> [Raw data]
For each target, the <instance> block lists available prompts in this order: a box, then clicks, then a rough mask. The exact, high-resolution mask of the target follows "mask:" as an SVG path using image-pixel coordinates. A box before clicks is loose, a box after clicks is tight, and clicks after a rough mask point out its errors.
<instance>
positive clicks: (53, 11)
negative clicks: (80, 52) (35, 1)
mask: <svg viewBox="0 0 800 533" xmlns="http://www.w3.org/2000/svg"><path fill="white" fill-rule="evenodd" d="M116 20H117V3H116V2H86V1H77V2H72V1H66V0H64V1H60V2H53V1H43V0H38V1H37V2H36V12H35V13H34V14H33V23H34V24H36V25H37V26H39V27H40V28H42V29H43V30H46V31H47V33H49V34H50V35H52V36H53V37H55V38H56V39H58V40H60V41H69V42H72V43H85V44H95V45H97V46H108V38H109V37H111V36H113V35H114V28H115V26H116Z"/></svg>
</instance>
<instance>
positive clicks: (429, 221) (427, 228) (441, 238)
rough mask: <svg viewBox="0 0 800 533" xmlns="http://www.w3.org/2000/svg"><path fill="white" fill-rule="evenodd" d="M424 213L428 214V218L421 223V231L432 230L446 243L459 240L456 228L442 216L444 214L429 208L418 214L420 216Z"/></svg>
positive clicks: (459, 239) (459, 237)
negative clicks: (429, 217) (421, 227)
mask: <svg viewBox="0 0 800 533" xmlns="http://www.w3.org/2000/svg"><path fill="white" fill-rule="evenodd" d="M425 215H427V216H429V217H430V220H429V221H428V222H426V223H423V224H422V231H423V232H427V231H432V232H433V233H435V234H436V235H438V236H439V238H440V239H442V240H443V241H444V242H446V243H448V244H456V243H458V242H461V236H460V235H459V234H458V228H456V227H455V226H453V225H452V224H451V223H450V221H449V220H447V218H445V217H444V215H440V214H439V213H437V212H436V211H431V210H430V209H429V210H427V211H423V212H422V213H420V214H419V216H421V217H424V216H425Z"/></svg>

> [Exercise objective] All lines from the top of the data through the line containing "positive clicks: (53, 11)" need to be retyped exactly, and nothing more.

> [Solution to the problem]
For each target, the <instance> block lists available prompts in this order: a box, then clicks, then a rough mask. The exact, high-resolution mask of the target follows "mask:" as an SVG path using image-pixel coordinates. A box before clicks is loose, a box after clicks is tight, and clicks after a rough mask point out its errors.
<instance>
positive clicks: (53, 11)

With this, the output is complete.